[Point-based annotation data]

↓

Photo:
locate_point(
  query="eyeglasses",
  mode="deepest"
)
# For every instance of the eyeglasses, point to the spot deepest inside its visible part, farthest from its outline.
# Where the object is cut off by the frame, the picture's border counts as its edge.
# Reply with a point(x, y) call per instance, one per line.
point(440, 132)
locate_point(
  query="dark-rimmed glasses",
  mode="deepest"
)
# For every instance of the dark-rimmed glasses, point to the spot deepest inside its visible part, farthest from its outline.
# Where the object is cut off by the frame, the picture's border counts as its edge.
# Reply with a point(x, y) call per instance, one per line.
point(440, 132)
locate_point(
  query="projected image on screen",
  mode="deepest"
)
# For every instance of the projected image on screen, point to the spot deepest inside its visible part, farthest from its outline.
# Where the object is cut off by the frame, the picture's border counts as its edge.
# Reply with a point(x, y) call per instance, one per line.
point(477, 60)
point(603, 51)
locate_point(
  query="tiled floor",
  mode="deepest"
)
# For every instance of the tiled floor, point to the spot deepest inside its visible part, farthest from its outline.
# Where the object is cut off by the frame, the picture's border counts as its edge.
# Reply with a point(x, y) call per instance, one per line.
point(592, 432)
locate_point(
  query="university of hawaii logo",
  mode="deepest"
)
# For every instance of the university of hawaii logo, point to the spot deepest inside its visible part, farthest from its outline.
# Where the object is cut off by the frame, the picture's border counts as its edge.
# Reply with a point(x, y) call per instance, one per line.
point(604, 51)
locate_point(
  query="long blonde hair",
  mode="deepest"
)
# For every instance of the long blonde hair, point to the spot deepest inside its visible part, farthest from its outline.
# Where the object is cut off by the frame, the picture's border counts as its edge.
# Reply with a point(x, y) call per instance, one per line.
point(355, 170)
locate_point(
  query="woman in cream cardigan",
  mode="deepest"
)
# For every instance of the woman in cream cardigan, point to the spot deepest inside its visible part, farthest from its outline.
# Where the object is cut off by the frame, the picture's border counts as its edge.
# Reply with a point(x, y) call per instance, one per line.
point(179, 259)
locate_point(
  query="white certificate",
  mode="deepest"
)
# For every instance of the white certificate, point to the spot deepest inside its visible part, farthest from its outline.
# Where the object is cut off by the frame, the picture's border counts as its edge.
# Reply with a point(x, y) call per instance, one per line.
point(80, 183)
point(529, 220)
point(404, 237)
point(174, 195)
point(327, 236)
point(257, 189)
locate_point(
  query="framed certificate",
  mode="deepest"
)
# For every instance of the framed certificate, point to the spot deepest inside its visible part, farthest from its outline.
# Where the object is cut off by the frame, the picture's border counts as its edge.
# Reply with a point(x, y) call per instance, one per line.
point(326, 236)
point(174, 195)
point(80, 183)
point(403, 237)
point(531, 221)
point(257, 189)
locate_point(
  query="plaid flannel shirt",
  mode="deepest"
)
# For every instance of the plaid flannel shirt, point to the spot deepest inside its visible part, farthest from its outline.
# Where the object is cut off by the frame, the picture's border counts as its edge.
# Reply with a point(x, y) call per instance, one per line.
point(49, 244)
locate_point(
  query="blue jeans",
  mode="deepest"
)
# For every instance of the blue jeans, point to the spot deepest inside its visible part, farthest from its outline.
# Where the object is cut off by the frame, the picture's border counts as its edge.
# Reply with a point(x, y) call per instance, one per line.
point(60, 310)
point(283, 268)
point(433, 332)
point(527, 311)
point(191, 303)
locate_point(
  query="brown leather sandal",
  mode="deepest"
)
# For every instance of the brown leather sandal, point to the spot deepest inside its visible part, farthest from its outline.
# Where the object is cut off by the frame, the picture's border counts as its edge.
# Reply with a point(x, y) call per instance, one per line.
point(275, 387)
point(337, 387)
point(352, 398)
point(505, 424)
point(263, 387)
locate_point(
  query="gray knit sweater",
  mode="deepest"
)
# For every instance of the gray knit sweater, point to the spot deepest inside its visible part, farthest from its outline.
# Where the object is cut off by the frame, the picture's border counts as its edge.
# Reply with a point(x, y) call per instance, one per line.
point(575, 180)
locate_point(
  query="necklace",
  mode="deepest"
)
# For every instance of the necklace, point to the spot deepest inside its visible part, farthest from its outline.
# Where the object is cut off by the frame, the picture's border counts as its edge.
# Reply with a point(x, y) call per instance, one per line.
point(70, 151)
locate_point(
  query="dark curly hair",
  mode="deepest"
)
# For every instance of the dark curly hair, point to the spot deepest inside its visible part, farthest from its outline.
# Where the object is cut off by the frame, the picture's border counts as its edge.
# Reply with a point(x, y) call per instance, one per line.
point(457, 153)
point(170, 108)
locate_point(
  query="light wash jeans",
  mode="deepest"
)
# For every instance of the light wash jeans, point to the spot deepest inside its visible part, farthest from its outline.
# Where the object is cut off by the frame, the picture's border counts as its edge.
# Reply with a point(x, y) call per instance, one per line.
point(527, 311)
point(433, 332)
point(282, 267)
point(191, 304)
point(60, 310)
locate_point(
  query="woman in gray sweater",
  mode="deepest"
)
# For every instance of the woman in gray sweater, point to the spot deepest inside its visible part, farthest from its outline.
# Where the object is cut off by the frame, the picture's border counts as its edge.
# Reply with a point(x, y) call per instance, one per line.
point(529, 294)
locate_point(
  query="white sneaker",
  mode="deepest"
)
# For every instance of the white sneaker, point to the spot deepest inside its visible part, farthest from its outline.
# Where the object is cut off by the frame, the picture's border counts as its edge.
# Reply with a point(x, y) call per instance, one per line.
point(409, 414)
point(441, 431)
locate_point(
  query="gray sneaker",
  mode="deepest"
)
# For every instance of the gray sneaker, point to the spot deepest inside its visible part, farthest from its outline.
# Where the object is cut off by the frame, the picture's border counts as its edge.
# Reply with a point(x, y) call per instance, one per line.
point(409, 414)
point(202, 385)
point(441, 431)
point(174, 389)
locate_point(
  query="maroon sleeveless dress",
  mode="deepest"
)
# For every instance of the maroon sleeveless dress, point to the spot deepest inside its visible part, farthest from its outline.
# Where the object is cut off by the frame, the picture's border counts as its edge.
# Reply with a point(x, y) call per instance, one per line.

↑

Problem to solve: Copy out each line exactly as written.

Exercise answer:
Photo:
locate_point(
  query="eyeglasses",
  mode="deepest"
)
# For every instance of the eyeglasses, point to the spot deepest inside its visible part, farthest from its outline.
# Where the object is cut off by the frame, the picture's border counts as its edge.
# Reply with a point(x, y) call per instance, one per line.
point(440, 132)
locate_point(
  query="dark-rimmed glasses",
  mode="deepest"
)
# For every instance of the dark-rimmed glasses, point to the spot deepest inside its visible part, farthest from its outline.
# Where the object is cut off by the frame, the picture's border counts as its edge.
# Reply with a point(x, y) call per instance, one per line.
point(440, 132)
locate_point(
  query="projected image on screen",
  mode="deepest"
)
# For every instance of the projected image on screen, point to the spot deepest inside its visible part, farthest from its outline.
# Where the object is cut off by the frame, the picture's border counts as its edge.
# Reply with a point(x, y) call per instance, one per line.
point(477, 60)
point(603, 51)
locate_point(
  query="tiled floor",
  mode="deepest"
)
# For every instance of the tiled floor, point to the spot deepest inside its visible part, farthest from its outline.
# Where the object is cut off by the frame, the picture's border counts as its edge.
# Reply with a point(x, y) call per instance, one per line.
point(592, 432)
locate_point(
  query="university of hawaii logo",
  mode="deepest"
)
# For every instance of the university of hawaii logo, point to the spot deepest inside its visible part, farthest from its outline.
# Where the object is cut off by the frame, the picture's border counts as its edge.
# Reply with a point(x, y) call per instance, one per line.
point(604, 51)
locate_point(
  query="long blonde hair",
  mode="deepest"
)
# For every instance of the long blonde hair, point to the spot deepest inside its visible part, farthest from its outline.
# Where the object is cut off by the frame, the picture's border counts as its edge.
# Reply with a point(x, y) call per instance, one per line.
point(355, 170)
locate_point(
  query="woman in cream cardigan",
  mode="deepest"
)
# For every instance of the woman in cream cardigan, point to the spot deepest inside its visible part, farthest from its outline.
# Where the object is cut off by the frame, the picture's border counts as its edge.
# Reply with a point(x, y) call per instance, one per line.
point(179, 259)
locate_point(
  query="white certificate",
  mode="deepest"
)
# For every instance of the white certificate, point to the spot deepest inside its visible part, farthest from its outline.
# Where the object is cut off by the frame, the picture's border counts as its edge.
# Reply with a point(x, y) call per instance, one per line.
point(80, 183)
point(529, 220)
point(404, 237)
point(174, 195)
point(327, 236)
point(257, 189)
locate_point(
  query="framed certificate",
  mode="deepest"
)
# For every instance of the framed certificate, point to the spot deepest inside its visible part, farthest from its outline.
# Where the object is cut off by the frame, the picture's border counts as its edge.
# Reply with a point(x, y) call per instance, one per line.
point(326, 236)
point(174, 195)
point(80, 183)
point(403, 237)
point(531, 221)
point(257, 189)
locate_point(
  query="plaid flannel shirt",
  mode="deepest"
)
# For every instance of the plaid flannel shirt, point to the spot deepest inside its visible part, farthest from its outline.
# Where the object is cut off by the frame, the picture's border counts as its edge.
# Reply with a point(x, y) call per instance, one per line.
point(49, 244)
locate_point(
  query="blue jeans",
  mode="deepest"
)
# For every instance of the blue jeans, point to the spot deepest inside its visible part, farthest from its outline.
# Where the object is cut off by the frame, the picture's border counts as its edge.
# Reply with a point(x, y) call per instance, one per line.
point(60, 310)
point(283, 268)
point(433, 332)
point(527, 311)
point(191, 303)
locate_point(
  query="brown leather sandal",
  mode="deepest"
)
# For every instance of the brown leather sandal, point to the spot deepest inside its visible part, farthest from its outline.
# Where the object is cut off by the frame, the picture's border counts as its edge.
# Reply with a point(x, y) call per instance, one per line.
point(275, 387)
point(337, 387)
point(352, 398)
point(505, 424)
point(263, 387)
locate_point(
  query="gray knit sweater",
  mode="deepest"
)
# For every instance of the gray knit sweater, point to the spot deepest inside its visible part, farthest from its outline.
# Where the object is cut off by the frame, the picture's border counts as its edge.
# Reply with a point(x, y) call per instance, one per line.
point(575, 180)
locate_point(
  query="necklace",
  mode="deepest"
)
# For every instance of the necklace, point to the spot deepest inside its visible part, farthest from its outline.
# Where the object is cut off by the frame, the picture's border counts as its edge.
# Reply with a point(x, y) call per instance, one per line.
point(70, 151)
locate_point(
  query="dark curly hair",
  mode="deepest"
)
# For every instance of the dark curly hair, point to the spot deepest inside its visible part, farthest from its outline.
# Where the object is cut off by the frame, the picture's border counts as its edge.
# Reply with a point(x, y) call per instance, one per line.
point(457, 153)
point(170, 108)
locate_point(
  query="light wash jeans",
  mode="deepest"
)
# For every instance of the light wash jeans, point to the spot deepest inside its visible part, farthest from its outline.
# Where the object is cut off by the frame, the picture's border counts as its edge.
# Reply with a point(x, y) call per instance, one per line.
point(527, 311)
point(433, 332)
point(282, 267)
point(191, 304)
point(60, 310)
locate_point(
  query="woman in gray sweater",
  mode="deepest"
)
# For every instance of the woman in gray sweater, point to the spot deepest inside its visible part, farthest from its outline.
# Where the object is cut off by the frame, the picture's border counts as its edge.
# Reply with a point(x, y) call per instance, one per line.
point(529, 294)
locate_point(
  query="white sneaker",
  mode="deepest"
)
# For every instance of the white sneaker, point to the spot deepest inside its visible part, farthest from its outline.
# Where the object is cut off by the frame, the picture's border counts as its edge.
# Reply with a point(x, y) call per instance, one per line.
point(409, 414)
point(441, 431)
locate_point(
  query="gray sneaker",
  mode="deepest"
)
# For every instance of the gray sneaker, point to the spot deepest inside its visible part, farthest from its outline.
# Where the object is cut off by the frame, the picture's border counts as its edge.
# Reply with a point(x, y) call per instance, one per line.
point(409, 414)
point(202, 385)
point(441, 431)
point(174, 389)
locate_point(
  query="maroon sleeveless dress",
  mode="deepest"
)
# For every instance of the maroon sleeveless dress, point to the spot deepest inside its visible part, farthest from its outline.
# Where the object is cut off by the frame, the picture's border counts as its edge.
# Reply with a point(x, y) call per instance, one per line.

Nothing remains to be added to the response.